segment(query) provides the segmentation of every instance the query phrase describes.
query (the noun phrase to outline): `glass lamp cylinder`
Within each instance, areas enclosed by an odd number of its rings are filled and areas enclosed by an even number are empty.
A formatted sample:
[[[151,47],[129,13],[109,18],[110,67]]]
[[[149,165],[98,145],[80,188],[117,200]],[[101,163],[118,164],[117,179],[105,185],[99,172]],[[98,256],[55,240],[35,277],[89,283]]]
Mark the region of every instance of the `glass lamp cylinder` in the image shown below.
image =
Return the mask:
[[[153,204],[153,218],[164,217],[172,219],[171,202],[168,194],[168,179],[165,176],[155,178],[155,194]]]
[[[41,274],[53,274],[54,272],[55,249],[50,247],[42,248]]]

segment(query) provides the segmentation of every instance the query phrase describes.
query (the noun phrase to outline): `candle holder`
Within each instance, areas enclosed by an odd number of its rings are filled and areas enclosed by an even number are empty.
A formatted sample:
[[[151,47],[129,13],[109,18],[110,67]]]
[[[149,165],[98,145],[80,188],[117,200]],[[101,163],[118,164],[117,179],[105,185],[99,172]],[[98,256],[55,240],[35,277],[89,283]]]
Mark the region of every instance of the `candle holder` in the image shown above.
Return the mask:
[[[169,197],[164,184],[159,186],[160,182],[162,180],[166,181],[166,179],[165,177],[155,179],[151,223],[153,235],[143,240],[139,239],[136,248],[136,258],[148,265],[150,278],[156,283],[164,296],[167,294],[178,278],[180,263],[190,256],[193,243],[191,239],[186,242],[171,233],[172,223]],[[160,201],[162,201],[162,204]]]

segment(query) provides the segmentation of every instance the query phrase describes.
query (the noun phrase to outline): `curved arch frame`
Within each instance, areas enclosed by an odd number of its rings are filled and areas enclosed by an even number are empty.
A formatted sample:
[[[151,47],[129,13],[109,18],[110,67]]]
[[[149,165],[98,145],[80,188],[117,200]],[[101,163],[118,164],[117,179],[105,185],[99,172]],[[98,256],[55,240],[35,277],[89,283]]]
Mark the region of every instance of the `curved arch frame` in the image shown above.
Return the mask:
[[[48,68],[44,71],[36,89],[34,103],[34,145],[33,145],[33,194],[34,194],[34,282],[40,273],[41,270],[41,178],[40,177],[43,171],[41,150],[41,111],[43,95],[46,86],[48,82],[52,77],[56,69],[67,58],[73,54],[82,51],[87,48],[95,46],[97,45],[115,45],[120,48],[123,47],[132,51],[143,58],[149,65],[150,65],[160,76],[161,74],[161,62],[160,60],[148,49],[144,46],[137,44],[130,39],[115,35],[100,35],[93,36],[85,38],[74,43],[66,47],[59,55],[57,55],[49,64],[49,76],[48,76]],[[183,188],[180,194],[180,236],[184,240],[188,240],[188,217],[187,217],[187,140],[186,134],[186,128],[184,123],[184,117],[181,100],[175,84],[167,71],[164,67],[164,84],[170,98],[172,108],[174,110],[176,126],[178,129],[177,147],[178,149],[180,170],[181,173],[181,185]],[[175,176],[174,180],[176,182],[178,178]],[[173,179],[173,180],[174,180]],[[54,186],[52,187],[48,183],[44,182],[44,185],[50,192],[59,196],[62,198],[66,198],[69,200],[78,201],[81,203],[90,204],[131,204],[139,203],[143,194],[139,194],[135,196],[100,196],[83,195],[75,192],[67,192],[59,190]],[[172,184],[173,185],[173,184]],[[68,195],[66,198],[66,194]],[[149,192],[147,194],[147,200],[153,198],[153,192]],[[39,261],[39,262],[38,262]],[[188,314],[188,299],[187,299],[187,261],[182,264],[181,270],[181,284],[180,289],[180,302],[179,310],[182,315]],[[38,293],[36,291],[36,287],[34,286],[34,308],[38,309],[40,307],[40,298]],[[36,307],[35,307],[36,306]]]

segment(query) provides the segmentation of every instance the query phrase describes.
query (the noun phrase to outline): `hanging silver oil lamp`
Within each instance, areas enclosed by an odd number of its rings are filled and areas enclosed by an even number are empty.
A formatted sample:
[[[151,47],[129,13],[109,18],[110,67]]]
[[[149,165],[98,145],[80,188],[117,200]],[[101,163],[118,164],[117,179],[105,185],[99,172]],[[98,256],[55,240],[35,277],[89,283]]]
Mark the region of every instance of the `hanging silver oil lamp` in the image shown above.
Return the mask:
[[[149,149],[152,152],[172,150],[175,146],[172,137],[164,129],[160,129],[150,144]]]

- - - -

Extract all of the data above without altering anything.

segment(query) provides the segmentation of every instance the query phrase describes.
query (the noun phrase to outline): `glass lamp cylinder`
Within each instance, areas enclosed by an odd number of its rings are filled and areas enclosed by an even number are empty.
A formatted sample:
[[[151,47],[129,13],[109,18],[110,67]]]
[[[149,165],[98,145],[80,188],[117,200]],[[101,163],[118,164],[117,179],[105,185],[99,172]],[[98,256],[55,240],[35,277],[89,283]]]
Mark the region of every instance of the `glass lamp cylinder` in the image shown below.
image =
Return the mask:
[[[153,204],[153,218],[164,217],[172,219],[171,202],[168,194],[168,179],[165,176],[155,178],[155,194]]]
[[[41,274],[53,274],[54,272],[55,249],[50,247],[42,248]]]

segment(query) provides the segmentation of every instance the query phrase describes.
query (the noun phrase to outline): `candle holder`
Within each instance, areas enclosed by an odd number of its rings are filled and areas enclosed by an even number are empty.
A formatted sample:
[[[151,47],[129,13],[109,18],[110,67]]]
[[[149,165],[98,145],[80,188],[117,200]],[[101,163],[118,164],[117,179],[105,185],[99,172]],[[98,256],[55,240],[35,277],[89,283]]]
Mark the region of every instance of the `candle holder` in the image shown above.
Return the mask:
[[[169,197],[164,184],[159,186],[160,182],[162,180],[166,181],[166,179],[165,177],[155,179],[151,223],[153,235],[143,240],[139,239],[136,248],[136,258],[148,265],[150,278],[156,283],[164,296],[167,294],[178,278],[180,263],[190,256],[193,243],[191,239],[186,242],[171,233],[172,223]],[[160,201],[162,201],[162,204]]]

segment(query) provides the segmentation of every instance the query phrase describes.
query (the noun phrase to outline): `curved arch frame`
Within each instance, areas enclosed by an odd number of its rings are filled and areas enclosed by an even number are empty.
A formatted sample:
[[[151,47],[129,13],[109,18],[110,67]]]
[[[149,165],[98,145],[80,188],[117,200]],[[101,163],[118,164],[117,179],[105,185],[99,172]],[[98,256],[55,240],[35,277],[89,283]]]
Mark the region of every instance of the `curved arch frame` in the image shown above.
Return the mask:
[[[48,68],[44,71],[36,89],[34,103],[34,145],[33,145],[33,194],[34,194],[34,282],[40,273],[41,270],[41,178],[40,177],[43,171],[41,150],[41,111],[43,95],[46,86],[48,82],[52,77],[56,69],[67,58],[73,54],[82,51],[87,48],[95,46],[97,45],[115,45],[120,48],[123,47],[132,51],[143,58],[149,65],[150,65],[160,76],[161,74],[161,62],[160,60],[148,49],[144,46],[137,44],[130,39],[115,35],[100,35],[93,36],[85,38],[74,43],[66,47],[59,55],[57,55],[49,64],[49,76],[48,76]],[[183,188],[180,194],[180,236],[184,240],[188,240],[188,217],[187,217],[187,140],[186,134],[186,128],[184,123],[184,117],[181,100],[175,84],[167,71],[164,67],[164,84],[170,98],[172,108],[174,110],[176,126],[178,129],[177,147],[178,149],[180,170],[181,173],[181,185]],[[175,176],[174,180],[176,182],[178,178]],[[173,179],[173,180],[174,180]],[[54,186],[52,187],[48,183],[44,182],[44,185],[50,192],[59,196],[62,198],[66,198],[69,200],[78,201],[81,203],[90,204],[131,204],[139,203],[143,194],[139,194],[135,196],[100,196],[83,195],[75,192],[67,192],[59,190]],[[172,184],[173,185],[173,184]],[[68,195],[66,198],[66,194]],[[149,192],[147,194],[147,200],[153,198],[153,192]],[[39,261],[39,262],[38,262]],[[188,314],[188,299],[187,299],[187,261],[182,264],[181,270],[181,284],[180,289],[180,302],[179,310],[182,315]],[[38,293],[36,291],[36,287],[34,286],[34,308],[38,309],[40,307],[40,298]],[[36,307],[35,307],[36,306]]]

segment(query) provides the segmentation of every instance the query phrase describes.
query (the noun phrase to outline): `hanging silver oil lamp`
Within each instance, areas enclosed by an odd number of its rings are filled and areas enclosed by an even number are empty.
A formatted sample:
[[[151,47],[129,13],[109,18],[110,67]]]
[[[149,165],[98,145],[80,188],[117,200]],[[101,163],[118,164],[117,179],[105,185],[99,172]],[[98,256],[55,240],[35,277],[89,283]]]
Mark the region of every instance of the `hanging silver oil lamp` in the image shown above.
Return the mask:
[[[149,149],[152,152],[172,150],[175,146],[172,137],[164,129],[160,129],[150,144]]]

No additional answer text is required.